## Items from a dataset
>> start
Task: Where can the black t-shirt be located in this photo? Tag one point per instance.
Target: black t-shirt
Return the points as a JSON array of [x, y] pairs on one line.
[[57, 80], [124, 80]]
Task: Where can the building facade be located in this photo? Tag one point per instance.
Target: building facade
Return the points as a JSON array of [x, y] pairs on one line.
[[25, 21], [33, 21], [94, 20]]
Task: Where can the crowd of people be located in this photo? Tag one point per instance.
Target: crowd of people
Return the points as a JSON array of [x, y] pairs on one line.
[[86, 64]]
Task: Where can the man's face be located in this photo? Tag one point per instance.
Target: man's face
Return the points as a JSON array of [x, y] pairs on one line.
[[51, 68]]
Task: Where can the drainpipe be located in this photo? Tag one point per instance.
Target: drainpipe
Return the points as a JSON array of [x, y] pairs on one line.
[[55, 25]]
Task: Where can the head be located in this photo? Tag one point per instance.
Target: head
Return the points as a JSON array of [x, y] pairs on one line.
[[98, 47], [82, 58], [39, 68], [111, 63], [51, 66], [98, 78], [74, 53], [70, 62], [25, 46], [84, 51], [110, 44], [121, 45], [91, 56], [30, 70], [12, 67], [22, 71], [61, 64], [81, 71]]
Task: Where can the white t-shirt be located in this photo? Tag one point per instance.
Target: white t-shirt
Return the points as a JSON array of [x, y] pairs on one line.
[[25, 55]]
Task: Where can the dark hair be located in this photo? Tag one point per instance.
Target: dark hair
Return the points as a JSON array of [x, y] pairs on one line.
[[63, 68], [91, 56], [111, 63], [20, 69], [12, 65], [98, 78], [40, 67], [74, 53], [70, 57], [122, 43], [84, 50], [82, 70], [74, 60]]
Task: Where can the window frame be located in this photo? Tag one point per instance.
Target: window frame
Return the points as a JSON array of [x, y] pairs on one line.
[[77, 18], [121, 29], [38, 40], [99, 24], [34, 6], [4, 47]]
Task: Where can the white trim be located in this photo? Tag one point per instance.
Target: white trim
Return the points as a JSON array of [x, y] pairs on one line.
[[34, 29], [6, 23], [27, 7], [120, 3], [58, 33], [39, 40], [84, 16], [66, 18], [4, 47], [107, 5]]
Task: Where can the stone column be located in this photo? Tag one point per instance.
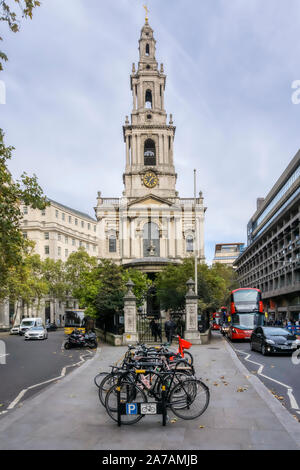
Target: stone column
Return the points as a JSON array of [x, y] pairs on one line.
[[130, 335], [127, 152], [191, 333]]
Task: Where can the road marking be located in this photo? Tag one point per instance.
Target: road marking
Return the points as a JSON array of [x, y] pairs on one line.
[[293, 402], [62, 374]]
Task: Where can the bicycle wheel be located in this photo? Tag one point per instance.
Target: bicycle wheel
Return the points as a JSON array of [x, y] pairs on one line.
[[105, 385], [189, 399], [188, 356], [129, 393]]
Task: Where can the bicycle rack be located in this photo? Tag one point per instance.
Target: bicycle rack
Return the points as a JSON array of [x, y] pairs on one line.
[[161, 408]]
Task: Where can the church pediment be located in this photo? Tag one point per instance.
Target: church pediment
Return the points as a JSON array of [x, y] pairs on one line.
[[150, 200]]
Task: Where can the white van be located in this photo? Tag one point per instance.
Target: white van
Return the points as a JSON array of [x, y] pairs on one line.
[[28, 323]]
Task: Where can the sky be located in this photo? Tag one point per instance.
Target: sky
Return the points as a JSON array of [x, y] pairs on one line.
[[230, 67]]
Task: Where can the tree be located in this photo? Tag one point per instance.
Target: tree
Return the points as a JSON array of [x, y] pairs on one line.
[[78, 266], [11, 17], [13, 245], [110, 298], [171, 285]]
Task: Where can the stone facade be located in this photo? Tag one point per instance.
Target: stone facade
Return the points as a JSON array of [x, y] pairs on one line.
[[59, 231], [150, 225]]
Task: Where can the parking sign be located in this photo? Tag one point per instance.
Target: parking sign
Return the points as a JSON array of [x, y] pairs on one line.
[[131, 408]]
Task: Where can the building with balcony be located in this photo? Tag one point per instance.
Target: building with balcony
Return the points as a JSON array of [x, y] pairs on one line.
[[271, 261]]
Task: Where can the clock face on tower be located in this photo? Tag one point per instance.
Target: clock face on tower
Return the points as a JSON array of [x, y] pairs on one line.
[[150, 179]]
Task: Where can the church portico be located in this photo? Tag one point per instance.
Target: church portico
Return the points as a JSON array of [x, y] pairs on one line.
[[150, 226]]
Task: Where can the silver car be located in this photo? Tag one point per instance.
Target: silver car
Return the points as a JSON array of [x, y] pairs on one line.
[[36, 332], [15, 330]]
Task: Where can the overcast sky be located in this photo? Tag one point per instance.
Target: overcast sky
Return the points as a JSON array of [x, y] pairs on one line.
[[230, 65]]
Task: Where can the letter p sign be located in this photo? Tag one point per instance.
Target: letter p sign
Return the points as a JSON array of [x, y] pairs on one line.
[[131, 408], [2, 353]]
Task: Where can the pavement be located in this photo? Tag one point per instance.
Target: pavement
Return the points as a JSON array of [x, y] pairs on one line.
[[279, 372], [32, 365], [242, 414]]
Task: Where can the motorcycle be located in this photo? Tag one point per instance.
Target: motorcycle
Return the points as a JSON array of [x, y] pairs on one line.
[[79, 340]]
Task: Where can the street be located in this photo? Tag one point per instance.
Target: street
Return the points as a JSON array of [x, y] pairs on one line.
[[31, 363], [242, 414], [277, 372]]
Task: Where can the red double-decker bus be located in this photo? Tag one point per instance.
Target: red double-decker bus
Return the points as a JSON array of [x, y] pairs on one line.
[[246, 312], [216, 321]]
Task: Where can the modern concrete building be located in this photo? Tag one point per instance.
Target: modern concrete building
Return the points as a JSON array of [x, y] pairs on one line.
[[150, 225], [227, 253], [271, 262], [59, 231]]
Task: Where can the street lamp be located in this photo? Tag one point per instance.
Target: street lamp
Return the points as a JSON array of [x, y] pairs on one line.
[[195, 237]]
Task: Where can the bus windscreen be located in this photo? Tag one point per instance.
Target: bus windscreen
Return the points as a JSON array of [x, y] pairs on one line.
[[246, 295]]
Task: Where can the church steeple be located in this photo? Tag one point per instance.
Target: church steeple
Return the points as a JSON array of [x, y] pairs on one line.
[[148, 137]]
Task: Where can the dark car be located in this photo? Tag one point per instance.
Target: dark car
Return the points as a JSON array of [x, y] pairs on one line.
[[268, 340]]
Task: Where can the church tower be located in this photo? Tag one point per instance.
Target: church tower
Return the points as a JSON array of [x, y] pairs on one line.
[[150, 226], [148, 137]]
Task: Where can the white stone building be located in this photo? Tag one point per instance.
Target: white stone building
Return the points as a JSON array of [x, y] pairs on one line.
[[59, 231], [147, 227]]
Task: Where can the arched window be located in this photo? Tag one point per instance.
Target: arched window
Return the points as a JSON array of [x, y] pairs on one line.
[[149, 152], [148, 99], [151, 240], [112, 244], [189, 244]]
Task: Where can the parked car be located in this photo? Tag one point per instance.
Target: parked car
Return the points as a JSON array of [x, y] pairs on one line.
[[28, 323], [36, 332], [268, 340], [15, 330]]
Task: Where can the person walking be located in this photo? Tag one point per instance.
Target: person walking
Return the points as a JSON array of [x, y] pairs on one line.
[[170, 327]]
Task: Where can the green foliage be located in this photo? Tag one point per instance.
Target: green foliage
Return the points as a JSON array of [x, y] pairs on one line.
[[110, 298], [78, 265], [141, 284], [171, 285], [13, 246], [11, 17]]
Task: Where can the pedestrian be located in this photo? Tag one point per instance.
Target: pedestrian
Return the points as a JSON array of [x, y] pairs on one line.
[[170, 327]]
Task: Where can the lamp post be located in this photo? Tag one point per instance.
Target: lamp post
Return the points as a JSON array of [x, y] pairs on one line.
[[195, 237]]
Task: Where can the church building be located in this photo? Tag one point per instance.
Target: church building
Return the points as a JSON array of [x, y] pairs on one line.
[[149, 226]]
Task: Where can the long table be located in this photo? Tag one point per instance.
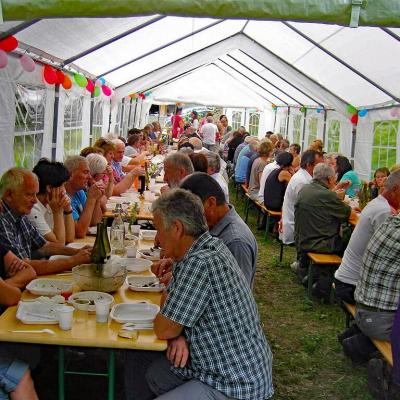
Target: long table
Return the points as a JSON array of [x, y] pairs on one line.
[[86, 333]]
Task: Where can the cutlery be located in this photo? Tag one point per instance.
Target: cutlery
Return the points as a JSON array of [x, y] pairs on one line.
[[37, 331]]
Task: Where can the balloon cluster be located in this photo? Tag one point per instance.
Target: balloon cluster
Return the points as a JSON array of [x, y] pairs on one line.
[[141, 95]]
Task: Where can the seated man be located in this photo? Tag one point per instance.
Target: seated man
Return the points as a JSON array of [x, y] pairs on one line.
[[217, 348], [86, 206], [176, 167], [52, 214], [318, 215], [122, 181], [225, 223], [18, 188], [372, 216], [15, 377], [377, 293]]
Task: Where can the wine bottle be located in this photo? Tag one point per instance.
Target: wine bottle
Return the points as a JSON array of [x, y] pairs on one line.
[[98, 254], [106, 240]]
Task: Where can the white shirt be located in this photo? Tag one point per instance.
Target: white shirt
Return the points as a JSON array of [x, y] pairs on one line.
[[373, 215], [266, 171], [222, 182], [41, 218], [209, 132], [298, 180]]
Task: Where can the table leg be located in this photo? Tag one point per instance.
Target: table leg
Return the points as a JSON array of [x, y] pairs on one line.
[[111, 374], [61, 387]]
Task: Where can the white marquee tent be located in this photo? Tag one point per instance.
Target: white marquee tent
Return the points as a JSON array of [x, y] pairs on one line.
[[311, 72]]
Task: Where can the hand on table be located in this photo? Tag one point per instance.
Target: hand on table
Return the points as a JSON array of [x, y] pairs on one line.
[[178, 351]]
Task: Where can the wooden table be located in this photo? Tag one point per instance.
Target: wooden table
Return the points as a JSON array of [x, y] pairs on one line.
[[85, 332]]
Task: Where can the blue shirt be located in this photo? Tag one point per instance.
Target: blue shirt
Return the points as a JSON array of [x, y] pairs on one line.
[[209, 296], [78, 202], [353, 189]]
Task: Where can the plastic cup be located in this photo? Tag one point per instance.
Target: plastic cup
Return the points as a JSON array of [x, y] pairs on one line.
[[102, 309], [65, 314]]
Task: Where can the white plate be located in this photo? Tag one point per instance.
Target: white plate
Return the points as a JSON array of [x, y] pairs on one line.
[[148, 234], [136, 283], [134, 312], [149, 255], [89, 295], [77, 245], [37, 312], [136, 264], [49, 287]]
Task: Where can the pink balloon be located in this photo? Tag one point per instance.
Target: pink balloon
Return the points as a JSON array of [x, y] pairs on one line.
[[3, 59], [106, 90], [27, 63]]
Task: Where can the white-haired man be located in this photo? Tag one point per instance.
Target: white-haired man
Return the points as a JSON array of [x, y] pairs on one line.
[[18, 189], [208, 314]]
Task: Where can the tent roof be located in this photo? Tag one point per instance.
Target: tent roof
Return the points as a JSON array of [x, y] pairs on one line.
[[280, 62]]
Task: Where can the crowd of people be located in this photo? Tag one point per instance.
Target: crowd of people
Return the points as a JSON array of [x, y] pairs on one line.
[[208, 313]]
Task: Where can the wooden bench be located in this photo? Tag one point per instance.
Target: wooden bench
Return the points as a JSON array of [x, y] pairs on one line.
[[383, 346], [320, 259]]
>> end
>> start
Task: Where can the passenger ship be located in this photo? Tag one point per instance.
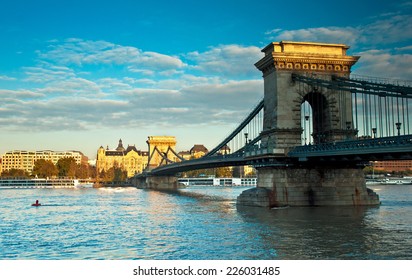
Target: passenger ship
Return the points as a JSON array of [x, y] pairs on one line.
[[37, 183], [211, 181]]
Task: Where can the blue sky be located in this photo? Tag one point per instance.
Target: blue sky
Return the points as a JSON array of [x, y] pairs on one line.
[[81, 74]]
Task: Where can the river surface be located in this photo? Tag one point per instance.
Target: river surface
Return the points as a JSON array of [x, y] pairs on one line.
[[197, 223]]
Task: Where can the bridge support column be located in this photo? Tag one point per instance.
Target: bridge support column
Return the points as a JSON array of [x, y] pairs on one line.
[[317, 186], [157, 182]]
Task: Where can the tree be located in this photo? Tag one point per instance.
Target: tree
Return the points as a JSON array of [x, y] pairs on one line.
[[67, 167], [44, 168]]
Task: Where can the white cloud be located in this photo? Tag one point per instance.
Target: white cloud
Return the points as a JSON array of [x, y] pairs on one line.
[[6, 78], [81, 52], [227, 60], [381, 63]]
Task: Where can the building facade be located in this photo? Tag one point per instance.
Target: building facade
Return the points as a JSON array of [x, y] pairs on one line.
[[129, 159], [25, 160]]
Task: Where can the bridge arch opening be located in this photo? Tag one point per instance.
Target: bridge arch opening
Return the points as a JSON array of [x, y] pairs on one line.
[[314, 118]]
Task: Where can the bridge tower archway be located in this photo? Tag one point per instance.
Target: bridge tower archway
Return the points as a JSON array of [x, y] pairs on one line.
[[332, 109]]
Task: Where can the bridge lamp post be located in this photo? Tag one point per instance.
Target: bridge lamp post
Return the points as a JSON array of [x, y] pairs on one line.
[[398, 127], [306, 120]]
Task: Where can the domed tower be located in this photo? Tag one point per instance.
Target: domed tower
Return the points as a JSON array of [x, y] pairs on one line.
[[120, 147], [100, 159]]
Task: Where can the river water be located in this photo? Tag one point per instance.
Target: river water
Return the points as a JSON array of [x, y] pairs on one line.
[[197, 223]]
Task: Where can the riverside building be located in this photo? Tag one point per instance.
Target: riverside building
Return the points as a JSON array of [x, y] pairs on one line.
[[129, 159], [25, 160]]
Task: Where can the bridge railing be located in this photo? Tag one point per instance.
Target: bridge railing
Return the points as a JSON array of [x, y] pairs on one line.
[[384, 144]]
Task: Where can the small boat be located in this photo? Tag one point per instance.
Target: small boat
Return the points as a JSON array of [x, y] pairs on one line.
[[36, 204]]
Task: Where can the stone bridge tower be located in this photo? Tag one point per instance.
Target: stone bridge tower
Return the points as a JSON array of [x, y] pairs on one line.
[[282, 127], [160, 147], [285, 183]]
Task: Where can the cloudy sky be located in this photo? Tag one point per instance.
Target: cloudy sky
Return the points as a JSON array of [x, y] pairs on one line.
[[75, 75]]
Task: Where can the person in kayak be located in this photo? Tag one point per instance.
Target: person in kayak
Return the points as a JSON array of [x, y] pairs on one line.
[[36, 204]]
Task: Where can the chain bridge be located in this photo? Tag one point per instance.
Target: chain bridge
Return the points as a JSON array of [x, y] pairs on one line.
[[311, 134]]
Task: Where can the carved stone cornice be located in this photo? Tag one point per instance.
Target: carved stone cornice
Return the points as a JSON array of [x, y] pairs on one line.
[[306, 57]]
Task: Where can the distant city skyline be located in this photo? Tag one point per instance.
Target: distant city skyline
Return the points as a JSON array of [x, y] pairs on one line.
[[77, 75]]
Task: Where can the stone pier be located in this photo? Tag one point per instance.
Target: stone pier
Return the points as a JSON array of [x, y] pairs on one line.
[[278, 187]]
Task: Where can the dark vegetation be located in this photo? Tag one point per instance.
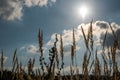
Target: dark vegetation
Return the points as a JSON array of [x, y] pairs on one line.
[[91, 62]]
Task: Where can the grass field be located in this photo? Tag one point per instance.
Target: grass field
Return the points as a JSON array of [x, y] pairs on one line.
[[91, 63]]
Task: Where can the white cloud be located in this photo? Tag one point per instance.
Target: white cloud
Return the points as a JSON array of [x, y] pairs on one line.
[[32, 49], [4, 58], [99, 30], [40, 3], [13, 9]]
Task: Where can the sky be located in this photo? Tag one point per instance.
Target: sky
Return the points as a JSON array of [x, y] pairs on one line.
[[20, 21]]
>> end
## WHAT YOU HAVE TO DO
Recast the lines starting at the one containing "Task: Where can the tent" and ending at the one containing "[[383, 346], [320, 259]]" as a numbered list, omitting any blank lines.

## ANSWER TO THIS TASK
1. Task: Where can the tent roof be located in this photo? Tag one point per instance.
2. Target: tent roof
3. Return the points as a JSON array of [x, y] pairs on one line.
4. [[280, 62]]
5. Task: Where can the crowd of people be located in this photo? Tag one point per instance.
6. Target: crowd of people
7. Return the points as a JSON array of [x, y] pairs on one line.
8. [[208, 313]]
9. Task: Where can the wooden bench be located in this photo? Tag one point per instance.
10. Target: wooden bench
11. Return the points as a JSON array of [x, y] pairs on one line.
12. [[383, 346], [320, 259]]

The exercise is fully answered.